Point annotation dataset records
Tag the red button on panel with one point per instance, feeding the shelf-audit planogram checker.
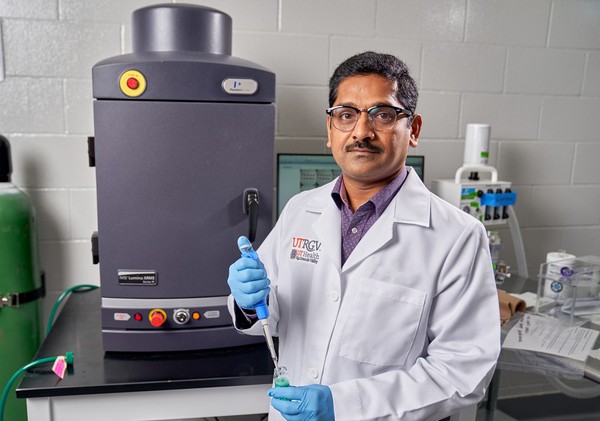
(133, 83)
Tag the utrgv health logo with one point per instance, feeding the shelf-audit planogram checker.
(305, 250)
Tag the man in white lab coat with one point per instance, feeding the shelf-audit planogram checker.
(382, 294)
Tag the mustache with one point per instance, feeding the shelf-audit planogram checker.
(362, 144)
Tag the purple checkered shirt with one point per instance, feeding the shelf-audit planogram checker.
(356, 224)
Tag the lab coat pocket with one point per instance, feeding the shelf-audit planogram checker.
(382, 324)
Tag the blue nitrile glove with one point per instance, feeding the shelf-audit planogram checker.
(296, 403)
(248, 282)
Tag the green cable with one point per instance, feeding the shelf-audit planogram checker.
(69, 355)
(20, 371)
(86, 287)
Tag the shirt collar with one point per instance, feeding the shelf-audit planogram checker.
(380, 200)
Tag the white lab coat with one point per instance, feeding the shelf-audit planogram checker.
(407, 329)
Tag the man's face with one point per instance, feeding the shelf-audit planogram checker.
(367, 156)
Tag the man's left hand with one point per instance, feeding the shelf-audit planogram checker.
(299, 403)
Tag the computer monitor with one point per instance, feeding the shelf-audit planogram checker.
(299, 172)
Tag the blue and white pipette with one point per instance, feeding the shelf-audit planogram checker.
(262, 310)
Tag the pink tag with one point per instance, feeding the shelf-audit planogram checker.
(60, 366)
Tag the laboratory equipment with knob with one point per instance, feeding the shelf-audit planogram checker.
(184, 150)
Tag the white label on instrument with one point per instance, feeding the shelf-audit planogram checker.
(122, 317)
(213, 314)
(240, 86)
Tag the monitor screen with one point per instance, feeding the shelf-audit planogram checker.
(299, 172)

Required work
Will you set down the records word for word while leaving out every picture?

Completed task
Tag the red button on panel with one point per instance, feeding the shelf-audit planogram checker.
(133, 83)
Tag the utrgv health logo with one point per instance, feeding the shelf-audit planogram checker.
(305, 250)
Tag the man in white lab coat with one point per instance, feeding the shelf-audit planogram checker.
(382, 294)
Tag the mustache with one point per instance, feeding the shelf-audit planogram checker.
(362, 144)
Tag the purple checkered shirt with one point per instance, feeding the shelf-audit planogram checker.
(356, 224)
Tag the lab coat pocket with one point per instance, feeding the shelf-audit planogram checker.
(382, 324)
Tag the blue nitrile glove with one point per instance, feeding the shelf-audit planogram checker.
(296, 403)
(248, 282)
Tag the green cable with one point per instance, feeding the shelf-audit planogram checker.
(69, 355)
(20, 371)
(86, 287)
Tag the shirt collar with one point per instance, feeding the shelf-audit planogram checker.
(380, 200)
Tag the white lab coat with one point per instance, feeding the shelf-audit planogram checker.
(407, 329)
Tag the man's face with one point per instance, feeding the shelf-audit planogram checker.
(367, 156)
Tag the man's left hand with one point per instance, feeding the shelf-audit planogram checker.
(299, 403)
Tag the computer monitor with one point per instance, feeding the shelf-audit planogram checker.
(299, 172)
Tag the blue and white pipette with one point per instance, feeding the shelf-audit planogram checker.
(262, 310)
Tag the pink tag with one point per instance, feeding the shelf-audit planogram checker.
(60, 366)
Tag the laboratory equipment with knob with one point per instance, feeding the shelf-audit planogram checker.
(184, 150)
Tag the white label on instrument with one point per instance, feeding the shelf-audit planogram checker.
(122, 317)
(213, 314)
(240, 86)
Tag the monitor screen with one point per instance, feeding the shelf-audit planogram checker.
(299, 172)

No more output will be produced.